── Excerto escolhido ──

AS FARPAS – Eça de Queiroz
1871
O País perdeu a inteligência e a consciência moral. Os
costumes estão dissolvidos e os caracteres corrompidos. A prática da vida tem
por única direcção a conveniência.
Não há princípio que não seja desmentido, nem instituição
que não seja escarnecida.
Ninguém se respeita. Não existe nenhuma solidariedade
entre os cidadãos. Já se não crê na honestidade dos homens públicos. A classe
média abate-se progressivamente na imbecilidade e na inércia. O povo está na
miséria. Os serviços públicos vão abandonados a uma rotina dormente. O desprezo
pelas ideias aumenta em cada dia.
Vivemos todos ao acaso. Perfeita, absoluta indiferença
de cima a baixo! Todo o viver espiritual, intelectual, parado. O tédio invadiu
as almas. A mocidade arrasta-se, envelhecida, das mesas das secretarias para as
mesas dos cafés. A ruína económica cresce, cresce, cresce... O comércio
definha, A indústria enfraquece. O salário diminui.
A renda diminui. O Estado é considerado na sua acção
fiscal como um ladrão e tratado como um inimigo.
Neste salve-se quem puder a burguesia
proprietária de casas explora o aluguel. A agiotagem explora o juro.
De resto a ignorância pesa sobre o povo como um
nevoeiro. O número das escolas só por si é dramático. O professor tornou-se um
empregado de eleições. A população dos campos, arruinada, vivendo em casebres
ignóbeis, sustentando-se de sardinha e de ervas, trabalhando só para o imposto
por meio de uma agricultura decadente, leva uma vida de misérias, entrecortada
de penhoras. A intriga política alastra-se por sobre a sonolência enfastiada do
País. Apenas a devoção perturba o silêncio da opinião, com padre-nossos maquinais.
Não é uma existência, é uma expiação.
E a certeza deste rebaixamento invadiu todas as
consciências. Diz-se por toda a parte: «o País está perdido!» Ninguém se ilude.
Diz-se nos conselhos de ministros e nas estalagens. E que se faz? Atesta-se,
conversando e jogando o voltarete, que de Norte a
Sul, no Estado, na economia, na moral, o País está
desorganizado – e pede-se conhaque!
Assim todas as consciências certificam a podridão; mas
todos os temperamentos se dão bem na podridão!

───
── Dados do exercício ──

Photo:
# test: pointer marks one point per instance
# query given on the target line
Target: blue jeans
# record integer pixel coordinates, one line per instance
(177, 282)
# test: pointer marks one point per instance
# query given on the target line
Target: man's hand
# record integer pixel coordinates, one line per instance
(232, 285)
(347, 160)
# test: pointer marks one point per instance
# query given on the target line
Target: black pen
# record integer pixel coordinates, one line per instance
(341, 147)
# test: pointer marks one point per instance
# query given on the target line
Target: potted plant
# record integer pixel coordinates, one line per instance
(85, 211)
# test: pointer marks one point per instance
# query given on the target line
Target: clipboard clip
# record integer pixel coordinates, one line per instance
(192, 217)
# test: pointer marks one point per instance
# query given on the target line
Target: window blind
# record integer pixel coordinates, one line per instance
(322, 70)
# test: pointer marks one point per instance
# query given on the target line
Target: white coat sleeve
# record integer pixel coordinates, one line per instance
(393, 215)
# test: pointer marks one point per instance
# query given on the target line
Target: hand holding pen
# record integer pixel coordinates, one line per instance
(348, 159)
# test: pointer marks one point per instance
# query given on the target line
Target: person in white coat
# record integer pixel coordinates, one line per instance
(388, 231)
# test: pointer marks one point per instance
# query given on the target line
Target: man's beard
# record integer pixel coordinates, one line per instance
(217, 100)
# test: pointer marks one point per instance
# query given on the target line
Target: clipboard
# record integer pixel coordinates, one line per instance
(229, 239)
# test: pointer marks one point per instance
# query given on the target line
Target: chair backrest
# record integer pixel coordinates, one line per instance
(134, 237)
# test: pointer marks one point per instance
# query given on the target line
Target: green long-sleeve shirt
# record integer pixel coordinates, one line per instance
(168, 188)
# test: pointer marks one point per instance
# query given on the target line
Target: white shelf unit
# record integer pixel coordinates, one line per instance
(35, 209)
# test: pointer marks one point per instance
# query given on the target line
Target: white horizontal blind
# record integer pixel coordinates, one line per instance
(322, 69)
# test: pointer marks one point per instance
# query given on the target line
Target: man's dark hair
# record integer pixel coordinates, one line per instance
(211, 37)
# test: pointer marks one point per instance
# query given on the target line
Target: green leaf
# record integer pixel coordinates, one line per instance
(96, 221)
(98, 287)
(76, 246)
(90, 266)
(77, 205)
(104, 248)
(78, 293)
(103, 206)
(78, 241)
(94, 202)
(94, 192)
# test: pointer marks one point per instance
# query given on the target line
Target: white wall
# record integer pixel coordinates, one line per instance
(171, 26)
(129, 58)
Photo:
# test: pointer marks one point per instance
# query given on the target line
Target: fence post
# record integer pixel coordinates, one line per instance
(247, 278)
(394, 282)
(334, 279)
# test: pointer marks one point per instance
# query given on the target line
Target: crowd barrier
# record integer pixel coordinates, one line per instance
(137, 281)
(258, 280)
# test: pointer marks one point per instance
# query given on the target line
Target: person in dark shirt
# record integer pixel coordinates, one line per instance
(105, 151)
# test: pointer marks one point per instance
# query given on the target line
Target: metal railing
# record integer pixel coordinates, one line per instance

───

Exercício escrito 1:
Reúna todas as linhas das entradas que contêm a palavra "white" e copie-as.
Exercício escrito 2:
Prossiga o texto sobre a decadência do País, começando logo após a última frase apresentada.

Resposta 1:
Target: white coat sleeve
Target: person in white coat
Target: white shelf unit
Target: white horizontal blind
Target: white wall

Resposta 2:
Nós não quisemos ser cúmplices na indiferença
universal. E aqui começamos, sem azedume e sem cólera, a apontar dia por dia o
que poderíamos chamar – o progresso da decadência. Devíamos fazê-lo com a
indignação amarga de panfletários?
Com a serenidade experimental de críticos? Com a
jovialidade fina de humoristas?
Não é verdade, leitor de bom senso, que neste momento
histórico só há lugar para o humorismo? Esta decadência tomou-se um hábito,
quase um bem-estar, para muitos uma indústria. Parlamentos, ministérios,
eclesiásticos, políticos, exploradores, estão de pedra e cal na corrupção. O
áspero Veillot não bastaria; Proudhon ou Vacherot seriam insuficientes. Contra
este mundo é necessário ressuscitar as gargalhadas históricas do tempo de
Manuel Mendes Enxúndia. E mais uma vez se põe a galhofa ao serviço da justiça!
Achas imprudente? Achas inútil? Achas irrespeitoso?
Preferias que fizéssemos um jornal político, com todas as suas inépcias e todas
as suas calúnias, vasto logradouro de ideias triviais, que desmaiam de fadiga
entre as mãos dos tipógrafos?
….
Aqui estamos pois diante de ti, mundo oficial,
constitucional, burguês, doutrinário e grave!
Não sabemos se a mão que vamos abrir está ou não cheia
de verdades. Sabemos que está cheia de negativas.
Não sabemos, talvez, onde se deve ir; sabemos, decerto,
onde se não deve estar.
Catão, com Pompeu e com César à vista, sabia de quem
havia de fugir, mas não sabia para onde. Temos esta meia ciência de Catão.
De onde vimos? Para onde vamos? – Podemos apenas
responder:
Vimos de onde vós estais, vamos para onde vós não
estiverdes.
Nesta jornada, longa ou curta, vamos sós. Não levamos
bandeira, nem clarim.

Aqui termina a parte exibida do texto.